[Goal of the exercise]: Starting at the line with "Domain: lane-usage study. Target: magenta", copy each line through the last one below exactly as written, without any pictures.

Pointing dataset records
• • • •
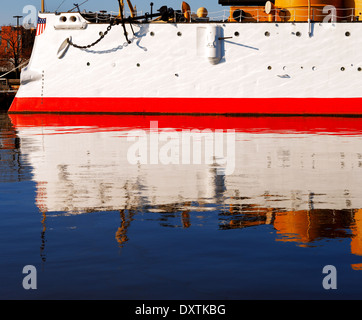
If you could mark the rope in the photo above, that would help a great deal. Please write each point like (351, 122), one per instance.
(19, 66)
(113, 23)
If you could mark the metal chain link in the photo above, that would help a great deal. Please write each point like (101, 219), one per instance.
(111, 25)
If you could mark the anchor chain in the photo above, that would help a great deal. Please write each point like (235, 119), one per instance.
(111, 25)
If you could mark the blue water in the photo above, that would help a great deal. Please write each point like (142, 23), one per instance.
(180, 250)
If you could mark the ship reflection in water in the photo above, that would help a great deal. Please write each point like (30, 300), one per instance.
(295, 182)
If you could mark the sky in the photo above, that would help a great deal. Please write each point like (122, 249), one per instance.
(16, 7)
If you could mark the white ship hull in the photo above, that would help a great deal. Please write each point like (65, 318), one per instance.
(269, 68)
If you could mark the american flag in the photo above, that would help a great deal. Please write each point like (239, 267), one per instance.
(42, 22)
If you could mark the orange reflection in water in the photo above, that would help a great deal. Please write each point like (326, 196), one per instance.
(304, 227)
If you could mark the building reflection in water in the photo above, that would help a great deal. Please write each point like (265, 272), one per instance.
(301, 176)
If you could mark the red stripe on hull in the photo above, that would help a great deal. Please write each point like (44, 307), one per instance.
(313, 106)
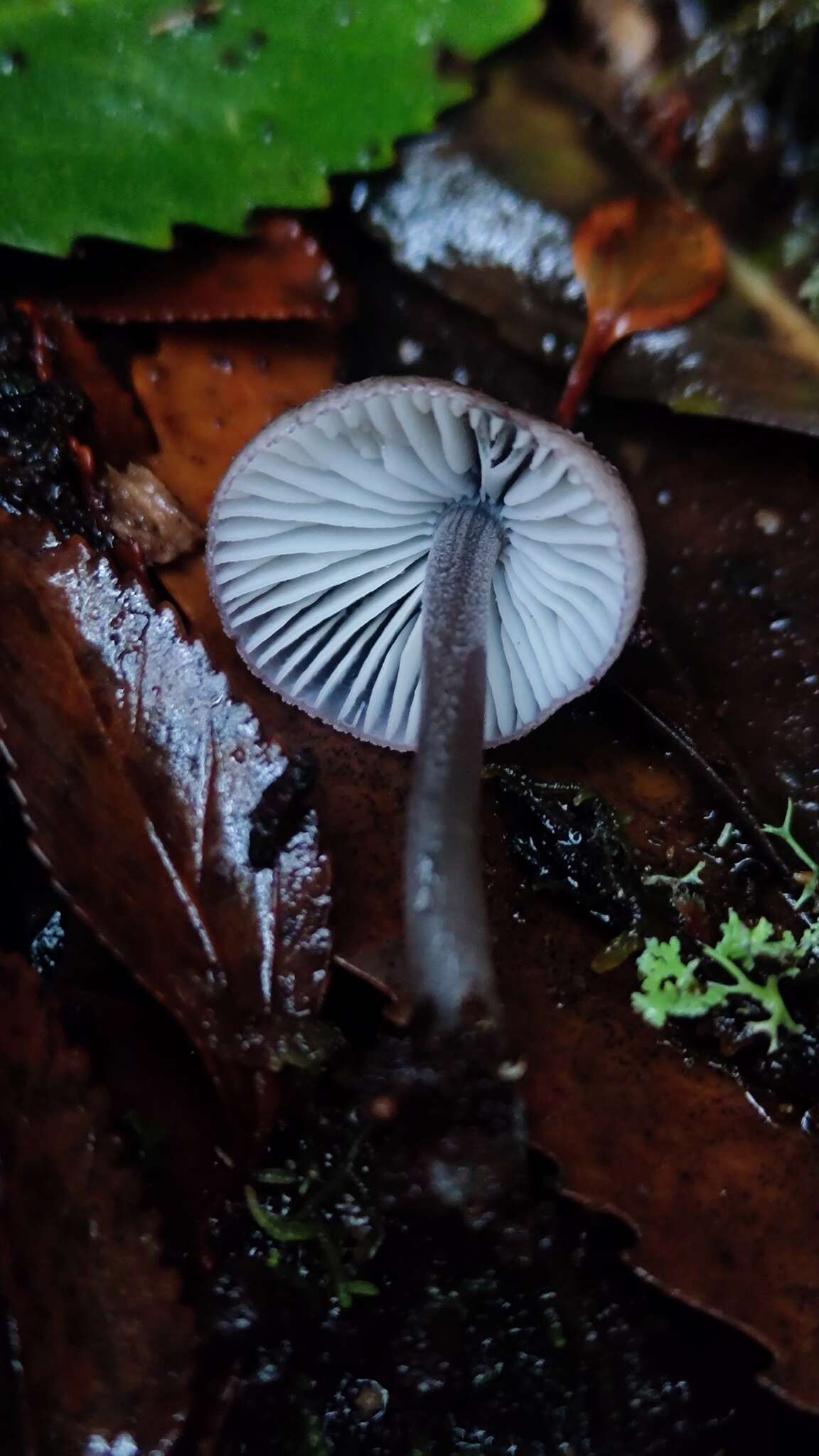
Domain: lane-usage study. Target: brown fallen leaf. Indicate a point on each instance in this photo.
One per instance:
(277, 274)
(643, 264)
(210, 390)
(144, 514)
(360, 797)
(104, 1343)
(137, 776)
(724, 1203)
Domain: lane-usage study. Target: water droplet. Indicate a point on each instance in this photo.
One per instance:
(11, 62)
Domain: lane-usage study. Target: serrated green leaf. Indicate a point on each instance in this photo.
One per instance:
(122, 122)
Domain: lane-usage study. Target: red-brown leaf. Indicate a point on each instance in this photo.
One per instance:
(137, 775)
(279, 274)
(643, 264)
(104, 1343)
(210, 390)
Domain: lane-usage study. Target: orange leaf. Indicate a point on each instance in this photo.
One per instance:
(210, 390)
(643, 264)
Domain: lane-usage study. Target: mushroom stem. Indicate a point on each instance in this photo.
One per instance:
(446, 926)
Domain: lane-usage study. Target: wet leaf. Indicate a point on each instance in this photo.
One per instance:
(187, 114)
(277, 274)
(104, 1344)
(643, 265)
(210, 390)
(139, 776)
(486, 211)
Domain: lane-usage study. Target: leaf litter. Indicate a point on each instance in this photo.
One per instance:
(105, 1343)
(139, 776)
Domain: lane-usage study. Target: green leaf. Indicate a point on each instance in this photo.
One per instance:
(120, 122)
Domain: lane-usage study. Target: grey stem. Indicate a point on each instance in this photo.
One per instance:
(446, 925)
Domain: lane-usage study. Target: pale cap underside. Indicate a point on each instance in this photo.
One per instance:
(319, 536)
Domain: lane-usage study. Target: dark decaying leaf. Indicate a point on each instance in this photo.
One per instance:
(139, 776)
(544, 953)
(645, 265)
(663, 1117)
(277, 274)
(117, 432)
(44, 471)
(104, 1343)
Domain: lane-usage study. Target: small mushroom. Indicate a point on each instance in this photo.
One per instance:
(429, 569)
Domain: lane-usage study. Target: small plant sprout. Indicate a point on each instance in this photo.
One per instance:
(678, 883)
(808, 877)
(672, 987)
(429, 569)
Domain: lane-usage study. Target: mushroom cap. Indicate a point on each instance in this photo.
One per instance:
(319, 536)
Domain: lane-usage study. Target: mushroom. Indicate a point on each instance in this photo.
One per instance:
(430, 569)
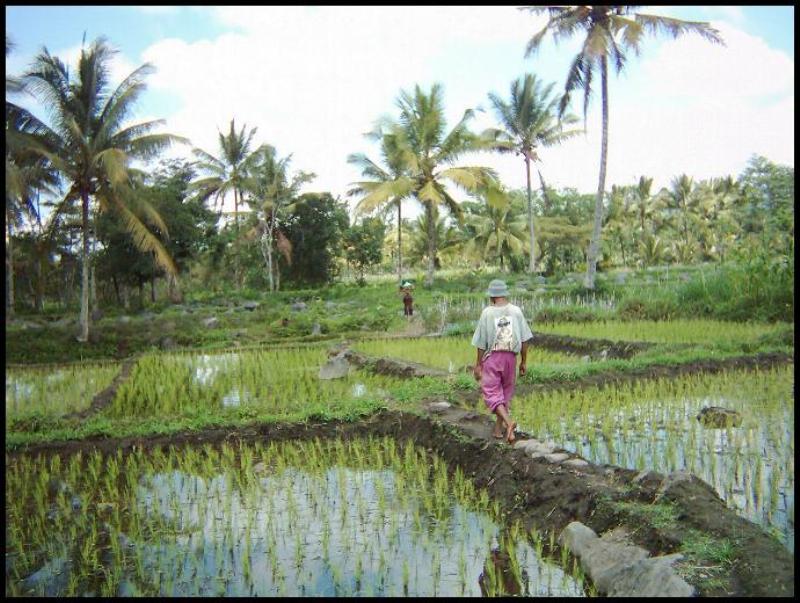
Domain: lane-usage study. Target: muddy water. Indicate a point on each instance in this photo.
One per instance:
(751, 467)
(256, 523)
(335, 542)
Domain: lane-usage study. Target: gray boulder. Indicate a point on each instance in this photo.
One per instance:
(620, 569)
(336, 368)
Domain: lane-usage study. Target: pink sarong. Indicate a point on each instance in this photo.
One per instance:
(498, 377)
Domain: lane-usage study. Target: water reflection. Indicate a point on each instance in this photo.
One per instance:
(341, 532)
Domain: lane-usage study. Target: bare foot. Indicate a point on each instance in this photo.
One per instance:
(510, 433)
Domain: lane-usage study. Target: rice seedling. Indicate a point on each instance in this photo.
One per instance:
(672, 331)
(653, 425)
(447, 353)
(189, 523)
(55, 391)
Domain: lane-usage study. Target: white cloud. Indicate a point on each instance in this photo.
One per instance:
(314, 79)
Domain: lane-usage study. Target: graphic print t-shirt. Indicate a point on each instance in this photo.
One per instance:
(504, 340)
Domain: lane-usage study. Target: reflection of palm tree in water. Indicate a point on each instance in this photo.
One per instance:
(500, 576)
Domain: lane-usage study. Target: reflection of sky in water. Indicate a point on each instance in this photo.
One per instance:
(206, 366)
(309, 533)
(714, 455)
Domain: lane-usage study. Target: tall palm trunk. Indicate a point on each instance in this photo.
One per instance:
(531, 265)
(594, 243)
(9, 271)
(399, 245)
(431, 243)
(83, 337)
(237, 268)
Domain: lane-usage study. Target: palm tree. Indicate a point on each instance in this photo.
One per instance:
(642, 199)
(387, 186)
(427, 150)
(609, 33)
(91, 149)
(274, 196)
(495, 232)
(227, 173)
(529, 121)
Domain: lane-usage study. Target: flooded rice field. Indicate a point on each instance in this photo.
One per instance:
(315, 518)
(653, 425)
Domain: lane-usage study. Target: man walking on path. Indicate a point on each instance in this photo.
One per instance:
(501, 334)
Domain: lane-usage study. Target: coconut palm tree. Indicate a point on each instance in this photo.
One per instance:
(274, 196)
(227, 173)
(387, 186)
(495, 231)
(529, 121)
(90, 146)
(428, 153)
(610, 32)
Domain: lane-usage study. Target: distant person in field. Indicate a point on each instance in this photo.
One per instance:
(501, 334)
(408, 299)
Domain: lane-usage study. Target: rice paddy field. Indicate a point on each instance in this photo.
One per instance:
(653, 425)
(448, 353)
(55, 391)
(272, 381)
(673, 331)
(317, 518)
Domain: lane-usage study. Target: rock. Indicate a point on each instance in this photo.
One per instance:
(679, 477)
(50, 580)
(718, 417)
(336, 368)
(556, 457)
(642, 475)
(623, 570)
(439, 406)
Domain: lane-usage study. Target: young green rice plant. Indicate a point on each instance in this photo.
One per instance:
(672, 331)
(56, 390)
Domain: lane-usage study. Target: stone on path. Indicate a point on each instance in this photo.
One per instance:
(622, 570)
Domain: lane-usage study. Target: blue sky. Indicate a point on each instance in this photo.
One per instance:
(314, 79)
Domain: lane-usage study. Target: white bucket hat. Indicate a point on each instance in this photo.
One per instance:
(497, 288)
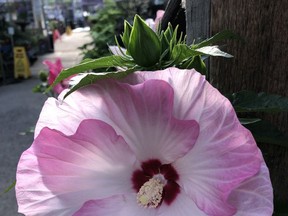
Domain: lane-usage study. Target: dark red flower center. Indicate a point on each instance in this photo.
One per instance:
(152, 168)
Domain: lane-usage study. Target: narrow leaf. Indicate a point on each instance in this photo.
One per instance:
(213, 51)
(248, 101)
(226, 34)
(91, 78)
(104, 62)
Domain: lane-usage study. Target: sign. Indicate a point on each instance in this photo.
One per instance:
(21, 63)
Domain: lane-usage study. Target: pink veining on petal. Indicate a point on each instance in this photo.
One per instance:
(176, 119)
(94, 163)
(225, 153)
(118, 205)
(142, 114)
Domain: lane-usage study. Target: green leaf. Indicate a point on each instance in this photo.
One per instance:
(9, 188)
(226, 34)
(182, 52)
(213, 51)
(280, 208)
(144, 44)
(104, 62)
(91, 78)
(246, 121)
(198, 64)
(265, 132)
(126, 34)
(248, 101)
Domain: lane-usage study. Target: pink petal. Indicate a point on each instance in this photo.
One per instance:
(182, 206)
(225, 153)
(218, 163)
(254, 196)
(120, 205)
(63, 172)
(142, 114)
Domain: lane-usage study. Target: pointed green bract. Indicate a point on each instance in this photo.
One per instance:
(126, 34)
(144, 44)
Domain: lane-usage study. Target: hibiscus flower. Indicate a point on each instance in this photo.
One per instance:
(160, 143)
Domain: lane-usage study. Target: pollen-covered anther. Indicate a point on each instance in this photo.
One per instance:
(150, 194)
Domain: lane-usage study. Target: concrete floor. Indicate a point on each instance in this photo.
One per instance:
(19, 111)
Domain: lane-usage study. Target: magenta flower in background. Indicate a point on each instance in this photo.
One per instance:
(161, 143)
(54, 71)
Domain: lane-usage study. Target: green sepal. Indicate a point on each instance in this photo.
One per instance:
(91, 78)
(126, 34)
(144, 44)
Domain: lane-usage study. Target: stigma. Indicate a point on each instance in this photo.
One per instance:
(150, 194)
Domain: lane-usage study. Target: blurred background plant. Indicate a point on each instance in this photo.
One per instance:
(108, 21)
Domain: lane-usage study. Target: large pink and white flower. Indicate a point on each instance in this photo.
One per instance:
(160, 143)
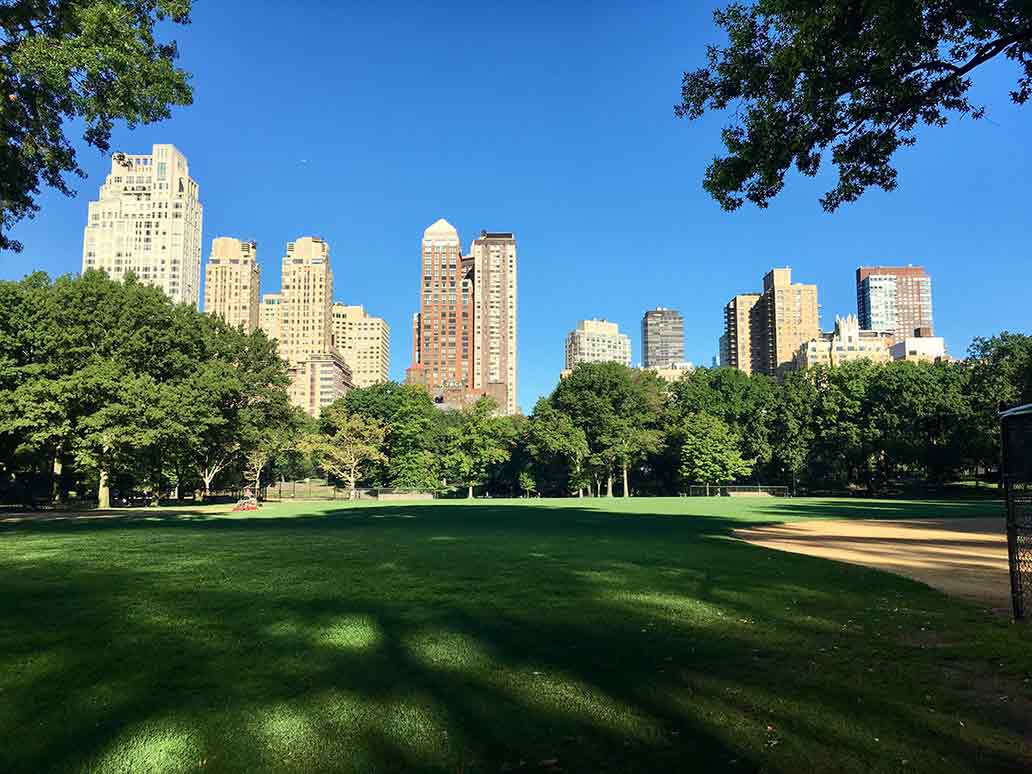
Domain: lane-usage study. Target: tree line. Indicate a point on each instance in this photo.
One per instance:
• • • •
[Response]:
Domain: lane-usage study. Target: magenta flower in background. Indicate a point on each instance in this photo.
One per instance:
(161, 143)
(54, 71)
Domain: lane-usage study. Target: green sepal. Indicate a point on each instance in this photo.
One per instance:
(91, 78)
(126, 34)
(144, 44)
Domain: lane-usage study. Target: stigma. Indicate a point on each instance in this photo.
One per instance:
(150, 194)
Domain: lane-usage study. Target: blurred background plant. Indicate a point on each instance in this photo.
One per instance:
(108, 21)
Domain: lane-usage study. Target: large pink and white flower. Indicate a point on each instance in this photo.
One per instance:
(160, 143)
Domain: lane-usage study. Target: tree line. Indicate a point on each instance in this photo.
One per instance:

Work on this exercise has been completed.